READING TEXT:
──────

Alabama was looking to make it much harder for teenagers to get abortion care.
Late last month, abortion advocates notched a win in the 11th Circuit Court of Appeals. That court upheld a lower court's decision that barred Alabama from making its judicial bypass procedure for minors even harder.
According to the Guttmacher Institute, which tracks abortion laws, 37 states have judicial bypass laws, where a minor can get approval from a judge to have an abortion rather than having their parent or guardian consent. These bypass procedures provide critical protections in situations where teens fear abuse or being kicked out of their homes for being pregnant.
1n 2014, the state passed a law altering the judicial bypass proceedings in the state, adding several new provisions and making the process much harder for teenagers to navigate, according to the 11th Circuit. The law required the court to immediately notify the district attorney in the county where the minor requested the bypass, and the district attorney had to appear and "participate as an advocate for the state." The district attorney could even ask for additional time to present their case if needed.
The law also gave the court the right to appoint a guardian ad litem to represent "the interests of the unborn child." That guardian was to be allowed to cross-examine the minor seeking the bypass. Similarly, if the minor's parents did happen to become aware of the bypass request, they could show up at the hearing and cross-examine them as well. If the bypass petition was granted, the district attorney, the guardian ad litem, and the parents could all appeal that decision.
What both the lower court and the appellate court found was that there was no real need for the additional procedures in the 2014 law. First, only 1.38% of minors who received abortions in Alabama did so via the bypass procedure. Next, even if the court accepted as true the state's assertion that these new procedures were meant to give courts guidance in making decisions, they "did not purport to provide any guidance, assistance, or educational benefits to the minor." The courts focused on that because the Alabama Legislature expressly stated in the statute that its goal was to provide guidance and assistance to minors.
The new law, then, didn't benefit minors, but, the 11th Circuit found, it certainly did burden them. First, though the district attorney was ostensibly to be a neutral party in the proceedings, they would most likely oppose the bypass petition and turn the bypass proceeding into an adversarial and trial-like proceeding instead. Indeed, for the brief time the law was in effect, a district attorney opposed a bypass request from a 12-year-old who an adult relative raped."
The 11th Circuit was arguably even less fond of the provision in the law that allowed a judge to appoint a guardian for the fetus. As the appeals court pointed out, if the guardian is required to represent the "interests" of the fetus, the guardian would presumably always have to argue that it is in the fetus's best interest to be alive. With that, the minor would be in an adversarial position against the district attorney and guardian — a heavy burden for a minor to carry.

──────

SET OF TASKS:
- a) According to the article on Alabama's judicial bypass law, how many states have judicial bypass laws?
- b) Extend the article on Alabama's judicial bypass law with the paragraphs that would come after its final sentence.

RECORDS PROVIDED:

──────

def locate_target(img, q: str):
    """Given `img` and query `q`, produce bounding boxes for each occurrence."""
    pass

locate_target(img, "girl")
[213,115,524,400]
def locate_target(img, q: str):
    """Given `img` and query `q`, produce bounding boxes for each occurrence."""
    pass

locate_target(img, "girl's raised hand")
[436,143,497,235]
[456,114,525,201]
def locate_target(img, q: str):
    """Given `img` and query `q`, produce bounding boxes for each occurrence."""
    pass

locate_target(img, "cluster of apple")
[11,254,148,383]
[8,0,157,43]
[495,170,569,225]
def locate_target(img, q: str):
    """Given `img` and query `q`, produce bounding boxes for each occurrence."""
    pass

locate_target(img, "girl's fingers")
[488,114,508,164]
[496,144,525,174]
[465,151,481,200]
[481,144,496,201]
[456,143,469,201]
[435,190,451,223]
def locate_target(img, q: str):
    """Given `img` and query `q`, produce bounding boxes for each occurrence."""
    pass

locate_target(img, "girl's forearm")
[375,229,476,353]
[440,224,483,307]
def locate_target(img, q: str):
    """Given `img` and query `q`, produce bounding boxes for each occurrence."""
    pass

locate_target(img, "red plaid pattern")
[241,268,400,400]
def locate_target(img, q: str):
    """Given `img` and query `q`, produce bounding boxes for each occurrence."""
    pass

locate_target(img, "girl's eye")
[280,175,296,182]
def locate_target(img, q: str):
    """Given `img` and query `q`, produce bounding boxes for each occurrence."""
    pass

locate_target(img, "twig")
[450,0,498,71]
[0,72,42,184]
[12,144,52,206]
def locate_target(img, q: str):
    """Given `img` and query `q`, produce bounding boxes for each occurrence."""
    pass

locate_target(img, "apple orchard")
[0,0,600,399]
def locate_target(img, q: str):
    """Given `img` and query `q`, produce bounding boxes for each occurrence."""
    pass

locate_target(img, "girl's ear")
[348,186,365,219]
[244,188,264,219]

──────

ANSWERS BY ITEM:
- a) 37 states.

- b)
The court also found that a minor's privacy rights would be severely burdened as there was a strong chance their name would become public, even though confidentiality is required. At a minimum, the law allows for the district attorney, a guardian, and a judge to know the minor's identity. The district attorney is also allowed to subpoena witnesses, meaning that those witnesses would also learn the minor's identity. Finally, the court said, it's likely the district attorney's staff and other office workers would necessarily learn the minor's identity.
Alabama's attempt to pass this unnecessary law highlights two recurring features of recent anti-abortion laws. First, the state simply wasn't able to provide any substantial information about the issue they were trying to address, and the appellate court concluded, "[w]e see no problem that the new law helps to cure." It burdened the minors but didn't benefit them in any way.
In that respect, the law is similar to other attacks on abortion rights, like laws that bar abortions based on the sex of the fetus. Those bans often purport to address situations where pregnant people knowingly abort the fetus because of its sex. Still, there's no evidence that occurs with any frequency, and it certainly isn't reflected in a large-scale gender imbalance.
Next, Alabama's law is one of a new breed of laws that allow third parties to interfere in the process of seeking an abortion. Alabama's law was limited to allowing district attorneys, guardians, and parents to challenge a minor seeking a bypass. Texas, however, recently passed an abortion law that would allow anyone — even people who live outside the state — to sue Texas abortion clinics and, if they win, to collect $10,000 from the Texas taxpayers.
In the end, Alabama's law was just about making it harder for minors to get abortions. It was already likely difficult for many minors to go before a judge to justify a need for an abortion. The revision to the law turned that already difficult situation into a full-fledged adversarial experience, a mini-trial where the minor was, inevitably, the victim.